> [Supplied passage]:
^^^^^^^^

GopherCon-AU-2019 Talk Proposal
Many modern software product developers work close to the top of a powerful open source software stack and focus on their customer problems.
This talk is about how I worked further down the Go software stack to write a PDF Full Text Search library and solve customer problems in unexpected ways.
This talk is about how I wrote a PDF Full Text Search library. This sounds like it could take a long time to write and is not necessarily the kind of project that you would expect a small Australian software product company to undertake.
Modern software product companies often solve customer problems using a powerful open source software stack, such as the Go ecosystem. It takes extra work to create libraries further down the software stack, but there is extra value in doing so: if a necessary library doesn’t exist then you can build it yourself. This is critical for companies who survive on the technical depth of their software.

^^^^^^^^

Items from a data source:
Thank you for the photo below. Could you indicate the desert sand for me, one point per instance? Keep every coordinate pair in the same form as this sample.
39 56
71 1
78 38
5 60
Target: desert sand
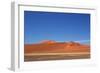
52 50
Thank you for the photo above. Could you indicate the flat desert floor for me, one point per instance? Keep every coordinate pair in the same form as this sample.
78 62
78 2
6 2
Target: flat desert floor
56 51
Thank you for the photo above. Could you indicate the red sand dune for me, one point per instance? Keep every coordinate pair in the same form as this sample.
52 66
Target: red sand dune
49 46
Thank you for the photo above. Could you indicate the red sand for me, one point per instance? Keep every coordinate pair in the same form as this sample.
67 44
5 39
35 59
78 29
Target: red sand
49 46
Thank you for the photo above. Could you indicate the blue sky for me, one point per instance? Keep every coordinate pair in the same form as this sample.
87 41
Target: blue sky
61 27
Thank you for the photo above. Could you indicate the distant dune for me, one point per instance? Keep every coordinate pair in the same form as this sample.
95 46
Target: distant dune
52 50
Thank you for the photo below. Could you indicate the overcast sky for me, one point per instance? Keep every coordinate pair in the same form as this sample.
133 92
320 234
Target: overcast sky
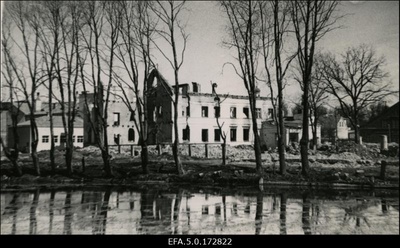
370 22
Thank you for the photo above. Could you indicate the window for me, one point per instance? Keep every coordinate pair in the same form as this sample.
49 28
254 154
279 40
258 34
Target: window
258 113
131 134
159 111
246 134
217 111
204 135
188 111
186 133
116 119
294 137
204 111
233 134
132 117
270 113
217 134
116 139
233 112
246 112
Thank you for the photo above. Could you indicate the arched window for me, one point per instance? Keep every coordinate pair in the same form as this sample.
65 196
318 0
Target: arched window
131 134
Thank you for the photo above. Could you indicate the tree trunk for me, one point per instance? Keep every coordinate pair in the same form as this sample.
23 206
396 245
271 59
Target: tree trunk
224 152
305 217
35 160
68 159
356 132
315 138
145 158
257 146
281 131
178 163
259 212
305 167
282 214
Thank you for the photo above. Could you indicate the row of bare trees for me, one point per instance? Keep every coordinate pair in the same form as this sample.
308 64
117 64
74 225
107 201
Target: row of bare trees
274 34
66 46
263 31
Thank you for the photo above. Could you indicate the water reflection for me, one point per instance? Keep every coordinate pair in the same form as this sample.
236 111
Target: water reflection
150 211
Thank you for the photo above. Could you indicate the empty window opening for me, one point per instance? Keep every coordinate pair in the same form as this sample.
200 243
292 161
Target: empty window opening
258 113
246 134
204 111
233 112
217 134
217 112
233 134
186 133
116 139
270 113
246 112
116 119
131 134
132 117
188 111
204 135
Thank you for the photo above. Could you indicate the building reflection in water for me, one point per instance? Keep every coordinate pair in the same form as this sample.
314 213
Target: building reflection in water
151 211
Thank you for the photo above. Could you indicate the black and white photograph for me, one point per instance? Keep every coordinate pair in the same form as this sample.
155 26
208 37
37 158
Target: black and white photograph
199 123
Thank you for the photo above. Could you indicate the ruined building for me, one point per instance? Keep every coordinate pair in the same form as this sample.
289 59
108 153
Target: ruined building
197 114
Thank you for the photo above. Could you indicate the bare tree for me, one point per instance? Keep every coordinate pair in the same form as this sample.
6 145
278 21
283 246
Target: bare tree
100 37
11 151
137 30
356 80
311 21
25 17
168 14
50 39
217 110
316 100
242 30
274 32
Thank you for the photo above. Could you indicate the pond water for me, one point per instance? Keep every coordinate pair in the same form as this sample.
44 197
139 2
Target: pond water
198 211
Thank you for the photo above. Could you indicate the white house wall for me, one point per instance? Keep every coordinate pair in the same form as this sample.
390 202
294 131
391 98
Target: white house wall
45 131
196 122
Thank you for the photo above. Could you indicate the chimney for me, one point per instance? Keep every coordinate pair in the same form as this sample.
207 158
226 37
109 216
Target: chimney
196 87
214 86
257 91
38 103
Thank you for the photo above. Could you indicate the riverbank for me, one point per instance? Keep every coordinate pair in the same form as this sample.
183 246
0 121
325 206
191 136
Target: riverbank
344 169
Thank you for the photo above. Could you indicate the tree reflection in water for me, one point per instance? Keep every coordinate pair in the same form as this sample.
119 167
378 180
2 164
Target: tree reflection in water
305 217
101 220
12 209
282 214
259 211
51 209
153 211
68 214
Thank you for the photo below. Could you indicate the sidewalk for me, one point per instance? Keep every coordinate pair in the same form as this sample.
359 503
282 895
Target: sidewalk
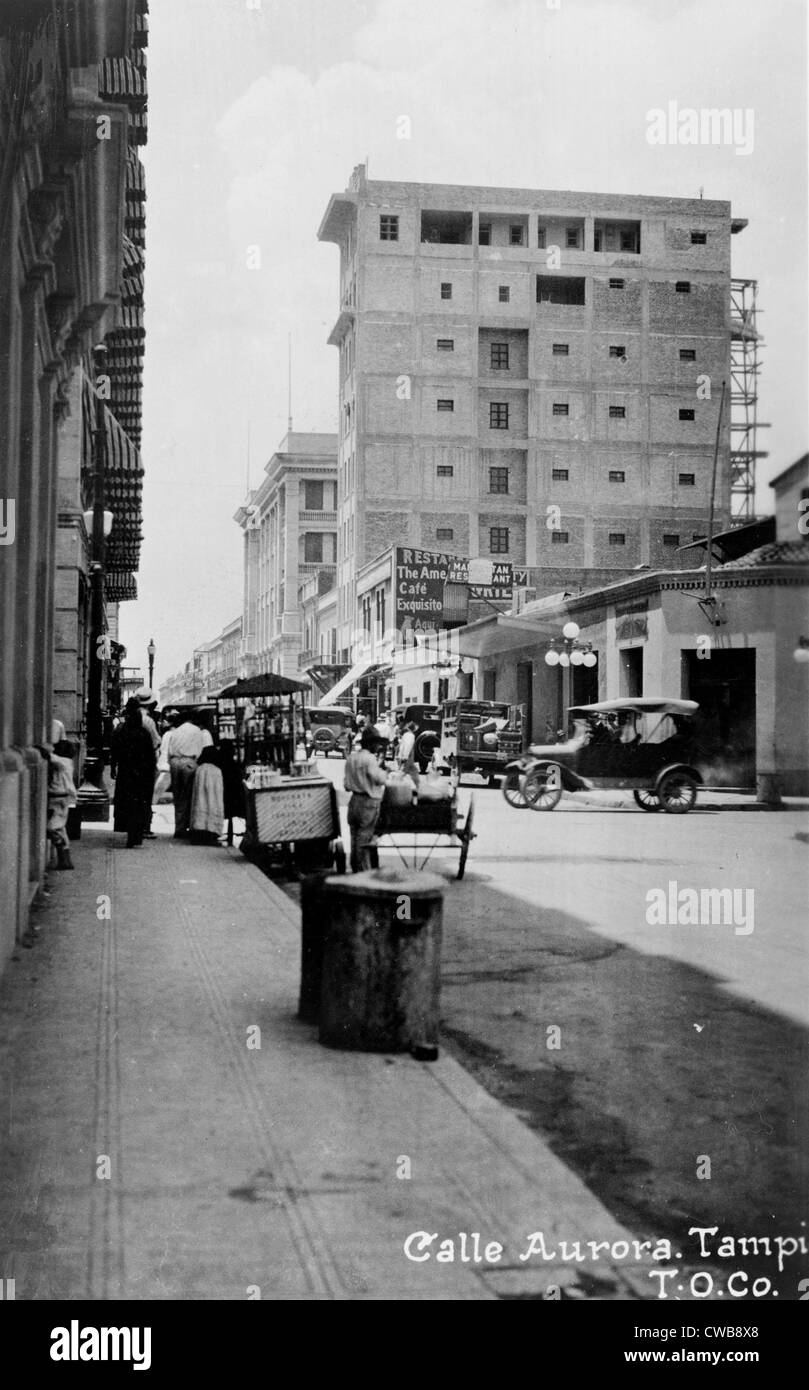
235 1169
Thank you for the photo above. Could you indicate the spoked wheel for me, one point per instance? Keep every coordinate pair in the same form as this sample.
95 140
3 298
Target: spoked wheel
677 792
466 837
512 790
542 788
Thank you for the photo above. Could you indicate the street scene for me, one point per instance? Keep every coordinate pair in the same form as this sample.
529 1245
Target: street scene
405 684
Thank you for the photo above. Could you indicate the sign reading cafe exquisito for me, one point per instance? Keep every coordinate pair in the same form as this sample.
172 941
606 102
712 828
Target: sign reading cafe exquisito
421 576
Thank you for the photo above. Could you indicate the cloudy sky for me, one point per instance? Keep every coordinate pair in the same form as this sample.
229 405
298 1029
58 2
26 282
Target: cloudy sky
260 109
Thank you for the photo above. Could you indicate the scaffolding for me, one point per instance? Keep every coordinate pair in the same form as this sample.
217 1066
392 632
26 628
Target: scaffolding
744 398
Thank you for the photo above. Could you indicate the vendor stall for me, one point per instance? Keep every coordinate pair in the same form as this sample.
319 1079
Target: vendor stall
264 720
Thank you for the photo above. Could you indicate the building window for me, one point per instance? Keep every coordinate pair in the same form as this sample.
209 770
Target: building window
560 289
313 496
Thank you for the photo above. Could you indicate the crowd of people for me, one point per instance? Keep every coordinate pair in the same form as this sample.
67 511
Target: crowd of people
148 751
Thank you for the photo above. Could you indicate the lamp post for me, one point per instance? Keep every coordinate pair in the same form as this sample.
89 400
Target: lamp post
566 653
97 647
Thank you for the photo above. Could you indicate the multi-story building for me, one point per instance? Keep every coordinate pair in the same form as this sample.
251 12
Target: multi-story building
530 375
72 116
289 524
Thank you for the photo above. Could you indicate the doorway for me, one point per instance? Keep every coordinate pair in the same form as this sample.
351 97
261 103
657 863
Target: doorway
631 672
526 695
724 687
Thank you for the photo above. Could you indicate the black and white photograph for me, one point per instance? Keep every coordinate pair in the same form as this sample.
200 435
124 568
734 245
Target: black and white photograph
405 663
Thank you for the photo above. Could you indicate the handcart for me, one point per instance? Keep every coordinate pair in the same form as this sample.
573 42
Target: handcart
295 820
403 824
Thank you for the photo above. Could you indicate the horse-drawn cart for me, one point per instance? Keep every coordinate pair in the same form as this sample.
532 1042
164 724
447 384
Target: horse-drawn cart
405 826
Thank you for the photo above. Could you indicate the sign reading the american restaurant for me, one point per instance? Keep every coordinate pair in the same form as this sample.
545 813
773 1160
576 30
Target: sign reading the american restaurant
421 576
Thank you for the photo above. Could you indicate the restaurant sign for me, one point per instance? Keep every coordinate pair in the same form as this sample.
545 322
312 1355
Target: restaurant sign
420 577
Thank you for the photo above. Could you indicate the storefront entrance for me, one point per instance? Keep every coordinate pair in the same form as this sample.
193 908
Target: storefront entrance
724 687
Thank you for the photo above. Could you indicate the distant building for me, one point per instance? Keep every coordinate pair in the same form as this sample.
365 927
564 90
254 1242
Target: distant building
530 375
289 524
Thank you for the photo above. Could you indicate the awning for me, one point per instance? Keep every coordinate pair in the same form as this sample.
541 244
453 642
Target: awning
491 635
264 684
345 684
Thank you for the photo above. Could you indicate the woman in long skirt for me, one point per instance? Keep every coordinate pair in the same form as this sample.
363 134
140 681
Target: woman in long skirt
132 766
207 806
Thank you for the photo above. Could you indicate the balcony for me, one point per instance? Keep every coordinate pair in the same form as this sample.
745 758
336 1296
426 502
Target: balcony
310 567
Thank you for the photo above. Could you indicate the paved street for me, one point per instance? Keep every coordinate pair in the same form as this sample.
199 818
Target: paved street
676 1041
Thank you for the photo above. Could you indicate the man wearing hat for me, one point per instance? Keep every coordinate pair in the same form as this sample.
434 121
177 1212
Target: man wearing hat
148 702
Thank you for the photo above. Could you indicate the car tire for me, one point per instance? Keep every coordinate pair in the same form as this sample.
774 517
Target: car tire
537 792
677 792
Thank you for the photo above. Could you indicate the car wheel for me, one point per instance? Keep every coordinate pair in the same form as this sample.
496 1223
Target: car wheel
512 790
542 788
677 792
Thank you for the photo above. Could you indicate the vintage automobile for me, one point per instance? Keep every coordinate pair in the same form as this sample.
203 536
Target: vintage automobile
480 736
645 745
427 717
330 730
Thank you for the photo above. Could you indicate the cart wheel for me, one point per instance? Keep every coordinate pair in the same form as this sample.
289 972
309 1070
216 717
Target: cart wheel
542 788
512 790
466 837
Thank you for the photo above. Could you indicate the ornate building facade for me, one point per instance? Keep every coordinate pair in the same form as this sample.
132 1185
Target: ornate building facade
72 113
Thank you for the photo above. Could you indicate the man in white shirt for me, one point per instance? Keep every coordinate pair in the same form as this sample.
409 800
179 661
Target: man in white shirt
185 744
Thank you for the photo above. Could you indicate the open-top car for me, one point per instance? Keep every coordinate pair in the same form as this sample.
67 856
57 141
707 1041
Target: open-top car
645 745
330 730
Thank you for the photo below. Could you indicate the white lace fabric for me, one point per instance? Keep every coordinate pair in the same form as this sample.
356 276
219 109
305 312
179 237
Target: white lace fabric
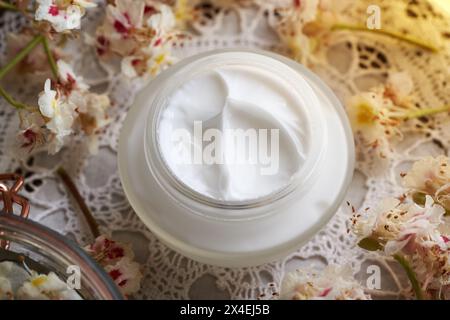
350 62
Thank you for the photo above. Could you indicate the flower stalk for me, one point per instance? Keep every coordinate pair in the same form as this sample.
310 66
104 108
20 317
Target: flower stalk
72 188
50 58
384 32
411 276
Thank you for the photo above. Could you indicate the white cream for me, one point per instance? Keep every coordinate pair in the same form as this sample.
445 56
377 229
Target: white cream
229 98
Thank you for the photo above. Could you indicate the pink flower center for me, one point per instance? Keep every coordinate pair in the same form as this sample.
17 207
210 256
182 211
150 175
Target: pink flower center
325 292
149 10
53 10
115 274
120 27
30 138
116 253
158 42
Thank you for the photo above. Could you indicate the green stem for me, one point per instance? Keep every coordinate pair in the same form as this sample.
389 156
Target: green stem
21 55
50 58
11 100
8 6
70 185
425 112
411 276
392 34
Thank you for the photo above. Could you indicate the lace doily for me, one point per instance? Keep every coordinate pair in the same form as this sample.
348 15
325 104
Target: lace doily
349 63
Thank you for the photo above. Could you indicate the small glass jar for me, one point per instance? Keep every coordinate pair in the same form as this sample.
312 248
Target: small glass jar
237 233
43 250
34 247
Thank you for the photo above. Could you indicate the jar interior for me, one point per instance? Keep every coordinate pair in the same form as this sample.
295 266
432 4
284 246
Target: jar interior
224 92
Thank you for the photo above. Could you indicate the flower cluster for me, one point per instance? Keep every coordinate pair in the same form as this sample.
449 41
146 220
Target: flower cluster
62 15
430 176
334 283
16 283
414 230
290 20
117 259
140 32
66 107
375 115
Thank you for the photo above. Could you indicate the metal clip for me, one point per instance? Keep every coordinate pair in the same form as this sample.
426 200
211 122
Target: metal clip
10 197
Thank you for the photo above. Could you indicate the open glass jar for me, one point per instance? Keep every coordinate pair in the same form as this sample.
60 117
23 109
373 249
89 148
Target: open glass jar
237 232
36 248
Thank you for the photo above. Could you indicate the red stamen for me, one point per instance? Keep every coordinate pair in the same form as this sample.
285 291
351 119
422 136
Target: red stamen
53 10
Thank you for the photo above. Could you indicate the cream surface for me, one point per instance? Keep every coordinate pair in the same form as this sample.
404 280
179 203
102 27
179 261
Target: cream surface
204 118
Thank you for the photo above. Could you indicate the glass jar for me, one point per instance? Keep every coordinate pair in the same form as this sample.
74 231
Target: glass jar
237 233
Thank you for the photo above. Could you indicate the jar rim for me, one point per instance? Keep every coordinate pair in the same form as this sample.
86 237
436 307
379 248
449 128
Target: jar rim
225 209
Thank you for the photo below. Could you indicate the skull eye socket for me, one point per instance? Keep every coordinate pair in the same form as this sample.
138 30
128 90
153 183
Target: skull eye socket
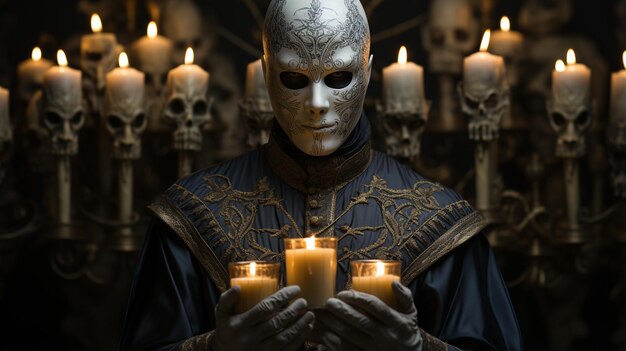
558 119
437 36
176 107
53 119
115 122
77 118
200 108
583 119
460 35
139 121
338 80
294 80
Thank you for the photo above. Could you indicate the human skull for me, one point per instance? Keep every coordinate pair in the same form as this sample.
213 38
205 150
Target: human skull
543 17
317 69
125 118
570 113
187 107
451 33
184 25
484 96
63 116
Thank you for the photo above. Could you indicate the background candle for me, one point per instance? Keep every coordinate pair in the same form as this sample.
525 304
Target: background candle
312 264
618 95
375 277
506 42
256 280
153 52
403 85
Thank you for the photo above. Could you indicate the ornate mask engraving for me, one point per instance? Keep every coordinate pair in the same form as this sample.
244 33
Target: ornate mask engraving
317 69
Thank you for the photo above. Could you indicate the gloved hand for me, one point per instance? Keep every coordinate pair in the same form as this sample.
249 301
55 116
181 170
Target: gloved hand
265 326
359 321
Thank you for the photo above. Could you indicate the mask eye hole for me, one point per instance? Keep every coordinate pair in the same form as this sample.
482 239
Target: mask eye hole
338 80
294 80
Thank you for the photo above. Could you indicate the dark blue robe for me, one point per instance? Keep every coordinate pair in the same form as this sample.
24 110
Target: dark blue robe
242 209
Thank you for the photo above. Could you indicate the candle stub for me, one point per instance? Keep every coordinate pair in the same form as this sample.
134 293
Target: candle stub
256 280
312 265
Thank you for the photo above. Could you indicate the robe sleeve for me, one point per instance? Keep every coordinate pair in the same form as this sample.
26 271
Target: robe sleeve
463 302
171 303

^^^^^^^^

> [Things to do]:
**1)** Answer these from the talk proposal, one per line:
(a) What kind of library did the speaker write?
(b) Which ecosystem is named as an example of a powerful open source software stack?
(c) What kind of company is described as not necessarily expected to undertake such a project?
**2)** Rewrite the records as a numbered list, starting at the line containing "Thank you for the photo above. Could you indicate the dark" and ending at the last line of the records. Leave out blank lines.
The talk proposal and the records are separate, unrelated material.

> [Answers by task]:
**1)**
(a) A PDF Full Text Search library.
(b) The Go ecosystem.
(c) A small Australian software product company.

**2)**
1. Thank you for the photo above. Could you indicate the dark blue robe for me, one point per instance? Keep every coordinate pair in the same form as this sample.
2. 24 110
3. Target: dark blue robe
4. 242 209
5. Thank you for the photo above. Could you indicate the candle stub for me, one point per instance? Keep every coordinate pair in the same form as this sample.
6. 134 293
7. Target: candle stub
8. 256 280
9. 312 265
10. Thank you for the photo above. Could you indicate the robe sleeve for me, one point per instance? Keep every coordinate pair in the same form as this sample.
11. 26 271
12. Target: robe sleeve
13. 463 302
14. 171 303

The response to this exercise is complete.